◆ INFORMATION SUPPLIED ◆
**********

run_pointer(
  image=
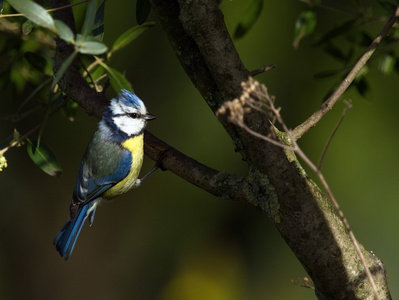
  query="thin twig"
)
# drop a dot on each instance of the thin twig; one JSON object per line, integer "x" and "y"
{"x": 329, "y": 103}
{"x": 319, "y": 174}
{"x": 235, "y": 110}
{"x": 19, "y": 140}
{"x": 347, "y": 108}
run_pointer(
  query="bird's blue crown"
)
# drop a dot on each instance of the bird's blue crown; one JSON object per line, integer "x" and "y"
{"x": 126, "y": 102}
{"x": 129, "y": 99}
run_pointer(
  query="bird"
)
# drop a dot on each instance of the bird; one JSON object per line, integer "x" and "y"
{"x": 110, "y": 166}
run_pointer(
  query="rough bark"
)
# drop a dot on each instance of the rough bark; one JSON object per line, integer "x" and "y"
{"x": 276, "y": 183}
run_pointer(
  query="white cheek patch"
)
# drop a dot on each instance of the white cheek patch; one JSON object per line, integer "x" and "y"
{"x": 128, "y": 125}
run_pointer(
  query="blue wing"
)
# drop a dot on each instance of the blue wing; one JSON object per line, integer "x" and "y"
{"x": 98, "y": 172}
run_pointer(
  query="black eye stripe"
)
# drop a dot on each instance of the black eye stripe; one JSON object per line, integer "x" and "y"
{"x": 131, "y": 115}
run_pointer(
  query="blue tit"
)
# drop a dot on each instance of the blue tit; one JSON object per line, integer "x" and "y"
{"x": 110, "y": 165}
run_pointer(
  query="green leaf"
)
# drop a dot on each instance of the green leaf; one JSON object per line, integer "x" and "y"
{"x": 335, "y": 52}
{"x": 117, "y": 80}
{"x": 93, "y": 47}
{"x": 64, "y": 31}
{"x": 387, "y": 64}
{"x": 304, "y": 26}
{"x": 326, "y": 73}
{"x": 89, "y": 18}
{"x": 65, "y": 65}
{"x": 248, "y": 18}
{"x": 129, "y": 35}
{"x": 44, "y": 158}
{"x": 98, "y": 27}
{"x": 143, "y": 8}
{"x": 34, "y": 12}
{"x": 70, "y": 110}
{"x": 36, "y": 61}
{"x": 336, "y": 31}
{"x": 27, "y": 27}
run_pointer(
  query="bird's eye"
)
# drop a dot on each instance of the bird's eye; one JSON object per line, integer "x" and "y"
{"x": 133, "y": 115}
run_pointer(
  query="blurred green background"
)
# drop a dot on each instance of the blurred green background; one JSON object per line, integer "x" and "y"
{"x": 170, "y": 240}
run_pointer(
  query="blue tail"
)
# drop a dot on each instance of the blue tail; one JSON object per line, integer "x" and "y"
{"x": 65, "y": 240}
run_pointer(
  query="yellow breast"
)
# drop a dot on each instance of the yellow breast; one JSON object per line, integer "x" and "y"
{"x": 136, "y": 146}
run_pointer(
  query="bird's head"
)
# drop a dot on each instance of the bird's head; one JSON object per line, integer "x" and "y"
{"x": 127, "y": 114}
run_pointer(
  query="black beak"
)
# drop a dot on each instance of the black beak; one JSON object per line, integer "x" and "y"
{"x": 149, "y": 117}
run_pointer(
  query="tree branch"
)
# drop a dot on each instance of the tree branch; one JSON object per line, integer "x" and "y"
{"x": 329, "y": 103}
{"x": 218, "y": 183}
{"x": 304, "y": 216}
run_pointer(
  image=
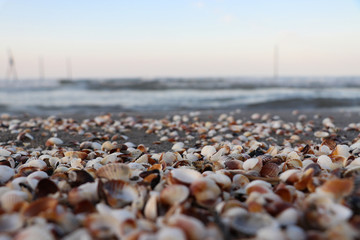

**********

◆ TASK ◆
Output the whole listing again, exactly, without its pictures.

◆ TASK OUTPUT ◆
run_pointer(
  image=
  query="thin twig"
)
# drop a dot on each instance of the thin twig; one JSON object per line, integer "x" and "y"
{"x": 329, "y": 103}
{"x": 319, "y": 174}
{"x": 235, "y": 110}
{"x": 19, "y": 140}
{"x": 347, "y": 108}
run_pointer(
  query="bird's blue crown"
)
# drop a dot on each instance of the bird's blue crown; one JSON object per line, integer "x" and "y"
{"x": 126, "y": 102}
{"x": 129, "y": 99}
run_pointer(
  query="bird"
)
# drop a dot on each instance of the bird; one JSON object per line, integer "x" and "y"
{"x": 110, "y": 166}
run_pointer(
  query="rough bark"
)
# drop a dot on each instance of the rough bark; one JSON object per line, integer "x" and "y"
{"x": 276, "y": 183}
run_pointer(
  query="white cheek patch"
)
# drop a dot on each instance of the white cheek patch; one JSON object per line, integer "x" and "y"
{"x": 128, "y": 125}
run_pointer(
  query="blue wing"
)
# drop a dot on each instance of the blue wing; one JSON object per line, integer "x" and "y"
{"x": 98, "y": 172}
run_pointer(
  query="black eye stripe"
)
# drop a dot on each instance of the black eye stripe; one JSON object per line, integer "x" and "y"
{"x": 131, "y": 115}
run_pointer(
  query="blue tit"
)
# drop a dot on each instance of the blue tit; one JSON object per line, integer "x" and "y"
{"x": 110, "y": 165}
run_pointer(
  query="green leaf"
)
# drop a dot on each instance of the green leaf; one JSON object per line, integer "x" and "y"
{"x": 335, "y": 52}
{"x": 117, "y": 80}
{"x": 93, "y": 47}
{"x": 64, "y": 31}
{"x": 387, "y": 64}
{"x": 304, "y": 26}
{"x": 326, "y": 73}
{"x": 89, "y": 18}
{"x": 65, "y": 65}
{"x": 248, "y": 18}
{"x": 129, "y": 35}
{"x": 44, "y": 158}
{"x": 98, "y": 27}
{"x": 143, "y": 8}
{"x": 34, "y": 12}
{"x": 70, "y": 110}
{"x": 36, "y": 61}
{"x": 336, "y": 31}
{"x": 27, "y": 27}
run_pointer(
  query="bird's eye"
)
# drop a dot on each instance of the bird's eye; one JSON object per line, integer "x" and "y"
{"x": 133, "y": 115}
run_pointer(
  query="blurred green background"
)
# drop a dot on each instance of the blurred green background; one JSON object per line, integer "x" and "y"
{"x": 170, "y": 240}
run_pointer(
  query="blue tail"
)
# drop a dot on each instance of the blue tail; one JSON object per line, integer "x" and "y"
{"x": 65, "y": 240}
run_pointer(
  query="yellow breast"
)
# drop a dot on each instance of the yellow breast; one JSON object per line, integer "x" and "y"
{"x": 136, "y": 146}
run_pointer(
  query="bird's head"
)
# drop a dot on each instance of the bird's head; one JSON object per line, integer "x" and "y"
{"x": 127, "y": 114}
run_pointer(
  query="black beak"
)
# drop a dot on each instance of the black beak; one JSON object per line, integer "x" and "y"
{"x": 149, "y": 117}
run_pointer(
  query="tree branch"
)
# drop a dot on each instance of the tree branch; one JSON object per line, integer "x" and "y"
{"x": 329, "y": 103}
{"x": 218, "y": 183}
{"x": 304, "y": 216}
run_pointer(
  image=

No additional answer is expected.